§ Exercise task
Starting with the line containing "point: green flower" and continuing through the end of the listing below, reproduce only those lines, with the requests included, and add 87 to each number in the coordinates.

§ Given records
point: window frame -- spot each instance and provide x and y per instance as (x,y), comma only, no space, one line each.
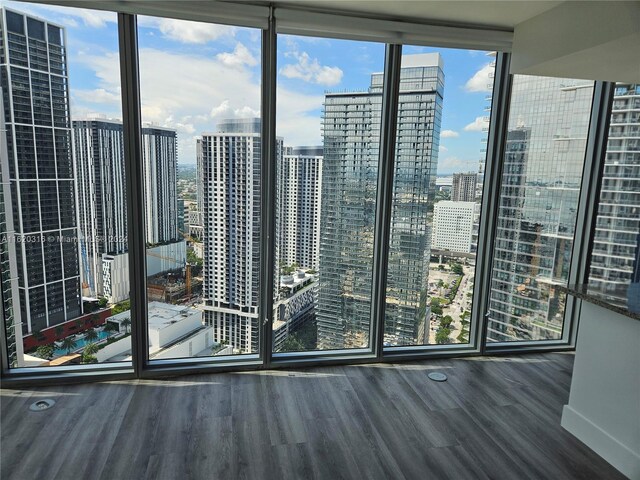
(265,18)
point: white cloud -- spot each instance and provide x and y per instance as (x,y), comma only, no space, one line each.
(189,32)
(225,110)
(98,95)
(478,125)
(310,70)
(240,56)
(187,128)
(449,134)
(94,18)
(482,80)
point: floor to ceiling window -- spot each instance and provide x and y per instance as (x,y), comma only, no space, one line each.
(201,147)
(537,208)
(328,123)
(443,118)
(62,203)
(65,281)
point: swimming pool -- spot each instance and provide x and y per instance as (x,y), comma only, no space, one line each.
(80,343)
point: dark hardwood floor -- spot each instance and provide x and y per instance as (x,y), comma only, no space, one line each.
(495,418)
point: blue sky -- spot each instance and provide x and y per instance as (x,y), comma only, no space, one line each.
(194,75)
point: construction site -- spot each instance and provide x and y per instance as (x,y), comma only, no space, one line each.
(177,286)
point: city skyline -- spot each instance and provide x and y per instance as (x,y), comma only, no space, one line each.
(326,203)
(230,57)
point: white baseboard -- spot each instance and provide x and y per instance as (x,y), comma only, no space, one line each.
(621,456)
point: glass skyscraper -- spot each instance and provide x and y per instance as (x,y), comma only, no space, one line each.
(617,234)
(542,173)
(351,150)
(35,89)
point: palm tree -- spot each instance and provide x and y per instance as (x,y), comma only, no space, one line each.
(91,335)
(59,331)
(90,349)
(126,323)
(69,344)
(88,354)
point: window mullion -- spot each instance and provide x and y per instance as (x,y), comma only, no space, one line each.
(268,191)
(134,188)
(492,181)
(587,212)
(384,198)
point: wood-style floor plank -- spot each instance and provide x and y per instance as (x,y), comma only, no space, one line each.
(495,418)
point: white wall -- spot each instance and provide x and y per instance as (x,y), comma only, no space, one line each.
(604,403)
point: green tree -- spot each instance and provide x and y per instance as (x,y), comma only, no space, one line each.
(45,351)
(91,349)
(91,335)
(69,344)
(59,331)
(89,352)
(38,335)
(291,344)
(457,269)
(110,327)
(126,323)
(446,322)
(121,307)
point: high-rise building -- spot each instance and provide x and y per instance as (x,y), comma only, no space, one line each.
(99,158)
(617,232)
(160,157)
(351,143)
(231,160)
(8,267)
(463,188)
(39,170)
(300,183)
(542,173)
(453,226)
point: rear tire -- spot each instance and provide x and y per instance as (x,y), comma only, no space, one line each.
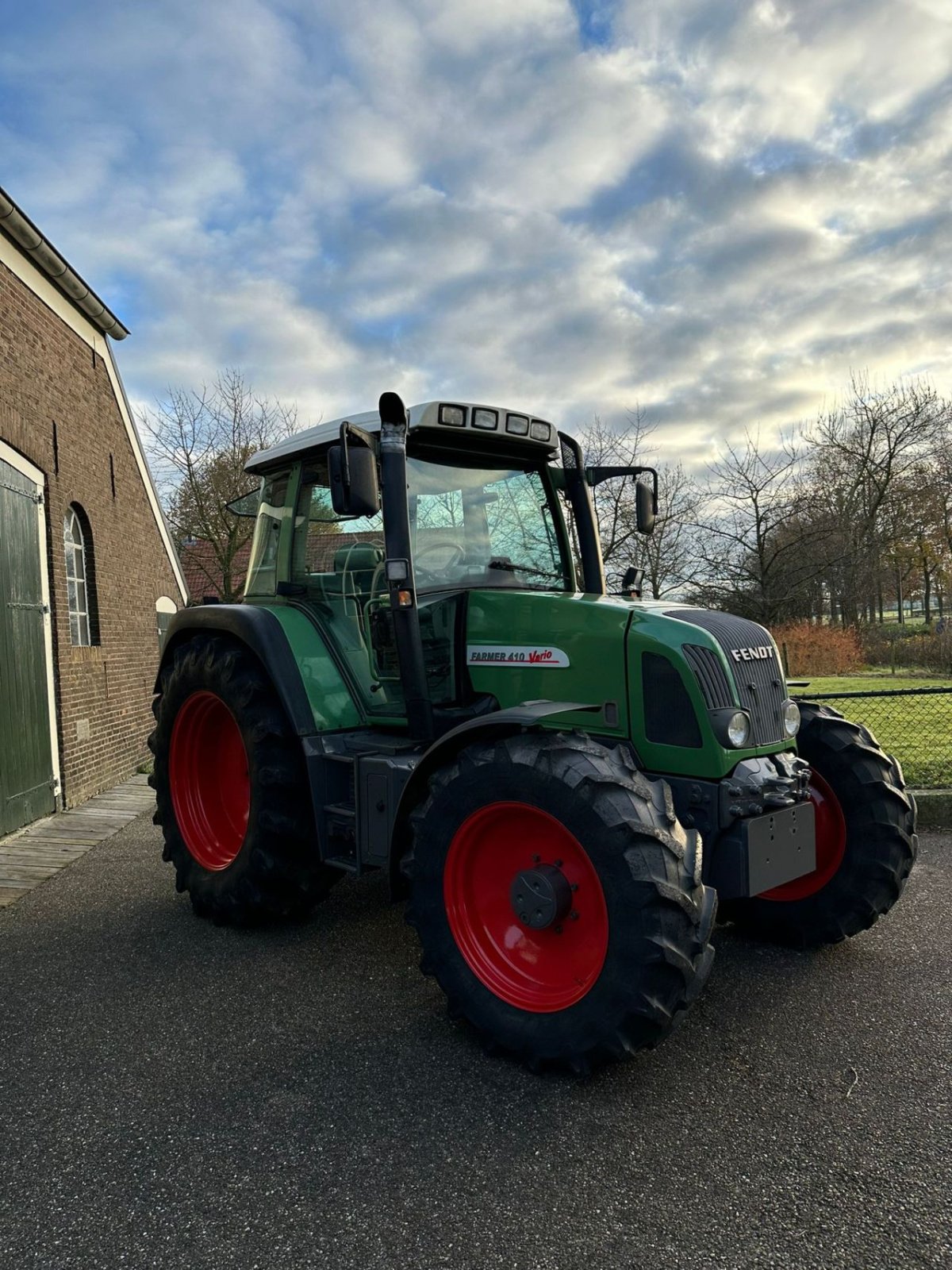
(601,984)
(232,789)
(866,840)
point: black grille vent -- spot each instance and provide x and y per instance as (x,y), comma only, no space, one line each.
(761,687)
(710,676)
(670,715)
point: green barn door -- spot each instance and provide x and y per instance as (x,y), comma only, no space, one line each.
(25,762)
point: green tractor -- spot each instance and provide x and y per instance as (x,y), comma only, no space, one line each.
(427,677)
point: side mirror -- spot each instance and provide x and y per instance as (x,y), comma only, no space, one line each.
(353,474)
(645,495)
(245,505)
(632,582)
(645,507)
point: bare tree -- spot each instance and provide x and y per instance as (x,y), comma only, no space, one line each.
(200,442)
(862,450)
(668,556)
(761,540)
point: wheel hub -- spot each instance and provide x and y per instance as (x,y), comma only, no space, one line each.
(541,897)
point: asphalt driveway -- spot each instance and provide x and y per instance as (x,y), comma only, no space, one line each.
(173,1094)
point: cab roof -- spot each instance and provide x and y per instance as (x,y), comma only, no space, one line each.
(513,427)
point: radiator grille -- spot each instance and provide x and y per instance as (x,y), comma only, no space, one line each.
(761,687)
(711,676)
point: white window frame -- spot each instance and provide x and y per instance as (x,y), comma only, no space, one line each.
(33,474)
(76,573)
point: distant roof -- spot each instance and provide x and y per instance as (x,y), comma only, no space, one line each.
(424,416)
(25,234)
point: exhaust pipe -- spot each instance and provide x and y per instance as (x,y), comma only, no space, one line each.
(399,565)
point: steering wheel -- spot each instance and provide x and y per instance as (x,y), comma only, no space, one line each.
(455,554)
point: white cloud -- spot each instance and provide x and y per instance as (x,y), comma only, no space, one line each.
(717,210)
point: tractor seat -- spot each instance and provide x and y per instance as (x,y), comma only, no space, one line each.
(361,560)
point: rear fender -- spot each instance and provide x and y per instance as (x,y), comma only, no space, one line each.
(260,632)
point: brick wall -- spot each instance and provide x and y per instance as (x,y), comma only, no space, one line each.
(54,385)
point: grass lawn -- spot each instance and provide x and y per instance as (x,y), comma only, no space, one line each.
(918,730)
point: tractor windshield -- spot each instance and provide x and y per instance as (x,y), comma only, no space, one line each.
(471,526)
(475,526)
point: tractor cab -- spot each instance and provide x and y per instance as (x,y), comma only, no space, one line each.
(486,491)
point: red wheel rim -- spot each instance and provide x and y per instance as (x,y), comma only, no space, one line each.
(831,845)
(211,791)
(541,971)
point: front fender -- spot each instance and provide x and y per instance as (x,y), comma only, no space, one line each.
(501,723)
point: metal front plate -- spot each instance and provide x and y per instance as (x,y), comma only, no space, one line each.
(781,846)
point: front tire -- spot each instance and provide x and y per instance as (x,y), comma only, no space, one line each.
(866,841)
(559,901)
(232,791)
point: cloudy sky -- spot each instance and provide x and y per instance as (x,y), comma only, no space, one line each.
(715,209)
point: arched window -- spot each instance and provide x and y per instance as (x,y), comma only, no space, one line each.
(80,577)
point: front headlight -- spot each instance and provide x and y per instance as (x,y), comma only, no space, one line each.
(739,729)
(791,718)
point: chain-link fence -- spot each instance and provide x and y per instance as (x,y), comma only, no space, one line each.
(914,724)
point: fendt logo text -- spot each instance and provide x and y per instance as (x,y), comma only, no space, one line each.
(752,654)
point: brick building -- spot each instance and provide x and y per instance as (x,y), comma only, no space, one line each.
(88,571)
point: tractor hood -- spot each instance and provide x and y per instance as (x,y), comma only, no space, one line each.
(655,668)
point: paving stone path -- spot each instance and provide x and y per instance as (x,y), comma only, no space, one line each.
(35,854)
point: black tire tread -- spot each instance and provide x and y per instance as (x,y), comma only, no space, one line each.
(881,842)
(278,873)
(663,878)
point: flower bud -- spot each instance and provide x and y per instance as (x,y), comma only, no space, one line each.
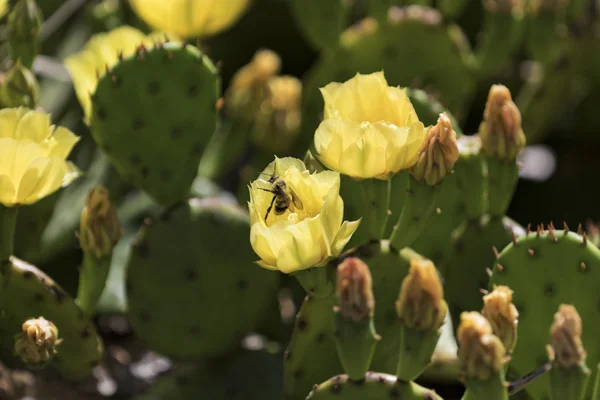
(355,290)
(248,88)
(99,226)
(566,349)
(277,122)
(37,342)
(24,24)
(19,88)
(503,6)
(502,315)
(421,304)
(501,131)
(438,153)
(480,353)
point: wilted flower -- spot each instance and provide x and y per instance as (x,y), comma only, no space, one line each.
(190,18)
(101,51)
(438,153)
(300,225)
(370,129)
(480,353)
(566,348)
(33,161)
(355,290)
(37,341)
(502,315)
(421,304)
(99,228)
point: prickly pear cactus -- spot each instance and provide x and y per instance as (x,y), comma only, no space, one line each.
(311,355)
(31,293)
(192,287)
(153,113)
(545,269)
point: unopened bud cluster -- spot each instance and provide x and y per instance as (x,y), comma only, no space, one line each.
(501,131)
(481,354)
(566,349)
(36,344)
(438,153)
(355,290)
(100,229)
(421,304)
(502,315)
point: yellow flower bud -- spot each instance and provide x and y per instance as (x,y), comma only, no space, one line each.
(438,153)
(370,129)
(190,18)
(502,315)
(355,290)
(566,349)
(480,353)
(249,88)
(278,121)
(99,229)
(102,51)
(32,156)
(296,217)
(37,341)
(421,302)
(501,131)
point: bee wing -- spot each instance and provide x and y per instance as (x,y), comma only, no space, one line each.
(296,200)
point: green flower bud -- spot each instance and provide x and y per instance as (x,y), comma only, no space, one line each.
(36,343)
(480,353)
(501,132)
(99,226)
(502,315)
(24,24)
(438,153)
(421,304)
(19,88)
(566,349)
(355,290)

§ The response
point: green flower bud -- spot each instance and provide x and y per instance as (x,y), comma only, no space, one line each.
(123,430)
(567,440)
(588,219)
(186,313)
(589,402)
(111,111)
(525,240)
(508,391)
(106,175)
(653,436)
(442,377)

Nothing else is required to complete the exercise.